▸ Excerpted text
— BEGIN —
Firstly, in my notes, the product topology $\mathcal T$ is defined as the topology on $X$ which has as a basis the collection $$\mathcal B = \{O_\alpha: O_\alpha \in \mathcal T_\alpha \text{ for all but a finite number of } \alpha \in A \}.$$

My attempt:

Suppose that, for each $\alpha \in A$, $p_\alpha$ is continuous on some topology $\mathcal T'$ of $X$. We must show that $\mathcal T'\supseteq \mathcal T$.

Let $W=W_{\alpha_1}\times W_{\alpha_2}\times W_{\alpha_n}\times X_{\alpha_{n+1}}\times \cdots$ be a basis element of the product topology $\mathcal T$ on $X$, then $W \in \mathcal T$.
— END —
▸ Short problem a
Write out the product topology excerpt without changes, everything from "Suppose that, for" down to "T'\supseteq \mathcal T$.".

▸ Entries provided
— BEGIN —
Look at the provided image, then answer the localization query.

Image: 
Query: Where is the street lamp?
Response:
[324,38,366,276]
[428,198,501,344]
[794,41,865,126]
— END —
▸ Short problem b
Return each line of the listing that contains the word "Look". Letter case counts.

▸ Expected output a
Suppose that, for each $\alpha \in A$, $p_\alpha$ is continuous on some topology $\mathcal T'$ of $X$. We must show that $\mathcal T'\supseteq \mathcal T$.

▸ Expected output b
Look at the provided image, then answer the localization query.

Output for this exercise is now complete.